A run of rows:
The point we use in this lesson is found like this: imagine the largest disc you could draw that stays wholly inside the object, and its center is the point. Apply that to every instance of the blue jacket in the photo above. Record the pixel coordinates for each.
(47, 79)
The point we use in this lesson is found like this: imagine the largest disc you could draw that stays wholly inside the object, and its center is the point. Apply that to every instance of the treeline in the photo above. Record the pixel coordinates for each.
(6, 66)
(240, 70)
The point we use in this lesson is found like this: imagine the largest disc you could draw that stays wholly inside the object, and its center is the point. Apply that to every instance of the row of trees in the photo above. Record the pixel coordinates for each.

• _What is asked_: Please print every row above again, word for word and in the same order.

• _Result of the exercise_:
The point we use in this lesson is found like this: imagine the largest disc you could draw that stays wholly inside the object, and its center is the point. Apply that to every instance of the blue jacket in the photo above. Record the pixel coordinates for each.
(47, 79)
The point we use in this lesson is found like this: imagine the largest disc you could draw that stays wholly inside the object, and its center is the point. Apply that to every instance of the treeline in the photo above. Record the pixel coordinates for each.
(6, 66)
(240, 70)
The point we use in this lesson is found like this: imagine the largest disc you could draw that stays wholly inside the object, and its center is the point. Apply that to every instance of the row of trees in the photo above. Record the pixel coordinates for each.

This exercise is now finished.